Limitations of object-based feature encoding in visual short-term memory.
Journal of Experimental Psychology: Human Perception and Performance, 28(2), 458.
序論
視覚短期記憶(VSTM)における物体ベース(オブジェクトベース)の特徴符号化に関する先行研究では、異なる次元の特徴が同一オブジェクトに含まれる場合に、特徴が効率的に符号化され、干渉が少ないことが示されている。Allport(1971)の研究では、形状と色など、異なる次元の特徴は並行して符号化され、相互干渉が少ないことが報告された。一方、同じ次元(例えば2つの方向や2つの色)の特徴は、同時に符号化する際に干渉が生じ、精度が低下することが確認された。このような結果から、異なる次元の特徴は別々の処理系統(アナライザー)によって処理されるが、同一次元の特徴は同じアナライザーを共有するため、符号化に干渉が発生すると提唱された。
しかし、Duncan(1984, 1993)はこれに異を唱え、オブジェクトレベルでの特徴のグルーピングが符号化において重要な役割を果たすと指摘した。彼の研究では、同一オブジェクトに属する複数の特徴(異なる次元であっても、同一オブジェクトに所属する場合)が効率よく符号化されることが示され、異なるオブジェクトに所属する特徴よりも精度が高いことが示された。特に、異なる次元の特徴に関しては、オブジェクトレベルの符号化の優位性が顕著であった。しかし、同次元の特徴については、この優位性が示されなかった。

+---+

# 課題のねらい
上の視覚短期記憶における特徴符号化についての文章を、最後の文に続けて書き進めてもらえますか?

# 提示資料
+---+

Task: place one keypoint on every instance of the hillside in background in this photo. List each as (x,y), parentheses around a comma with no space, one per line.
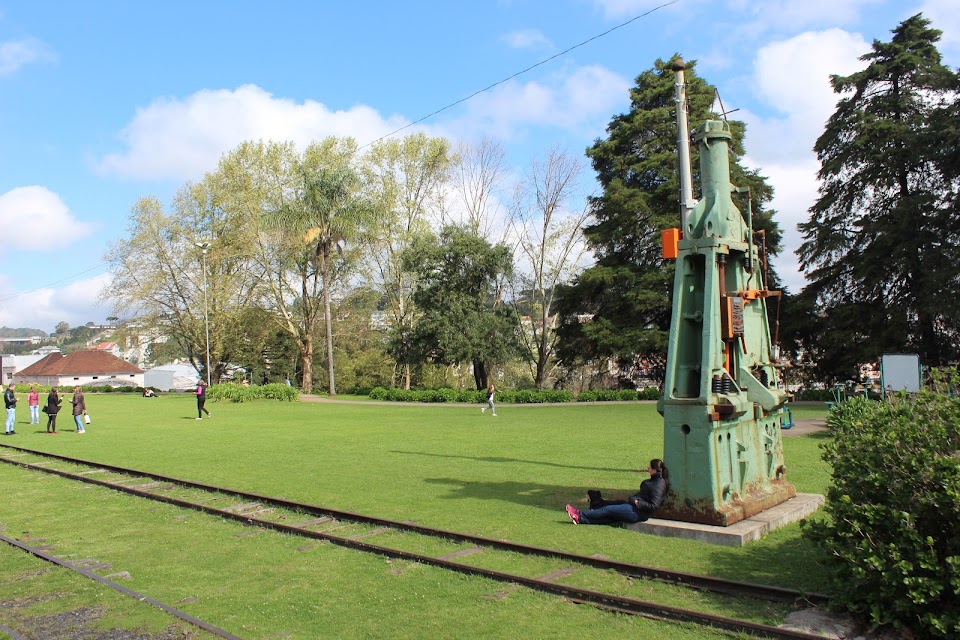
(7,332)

+---+

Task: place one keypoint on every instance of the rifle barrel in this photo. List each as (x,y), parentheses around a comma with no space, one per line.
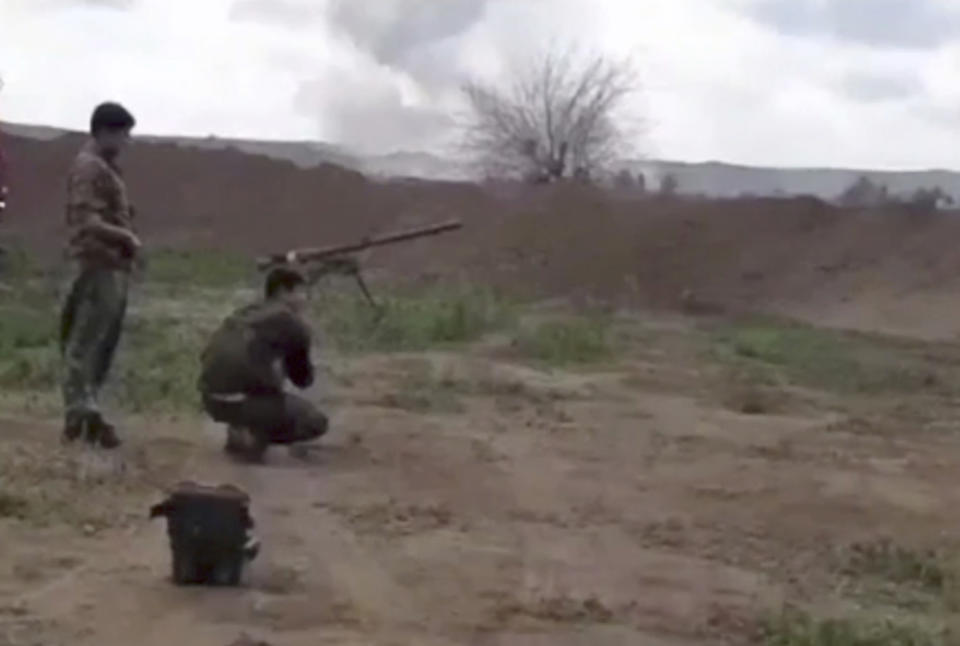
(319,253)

+---+

# 以下の回答
本研究の目的は、これらの先行研究のギャップを埋めることであり、同一次元に属する特徴(例えば2つの色や2つの方向)が同一オブジェクト内に存在する場合、オブジェクトベースの符号化の恩恵が得られるかどうかを明らかにすることである。具体的には、同次元の特徴がどの程度干渉を引き起こし、それがオブジェクトレベルでの符号化にどのような影響を与えるかを検討する。
方法
一連の5つの実験が行われた。各実験では、change-detection パラダイム(Phillips, 1974)を使用し、参加者はオブジェクトの特徴(色や方向)が変化したかどうかを判断するタスクを実施した。実験では、特徴が同じオブジェクト内に存在する場合と異なるオブジェクトに分散して存在する場合で、特徴の符号化に違いがあるかどうかを検討した。
•実験1: 対象となるオブジェクトは、2つの色(例:キノコの傘の色と茎の色)で構成された「キノコ」型のオブジェクトであった。参加者は、キノコの傘や茎の色が変わったかどうかを検出するタスクを行った。オブジェクトのパーツが結合された状態(結合ディスプレイ)と分離された状態(分離ディスプレイ)の2つの条件で実験が行われた。参加者は1つの色をモニターするか、両方の色をモニターするかが指示され、それぞれの条件下での符号化精度が測定された。
•実験2: 対象オブジェクトは、2つの異なる方向(赤いバーと緑のバー)を持つオブジェクトであった。実験1と同様に、結合ディスプレイと分離ディスプレイの条件で、1つまたは両方の方向の特徴をモニターするタスクが行われた。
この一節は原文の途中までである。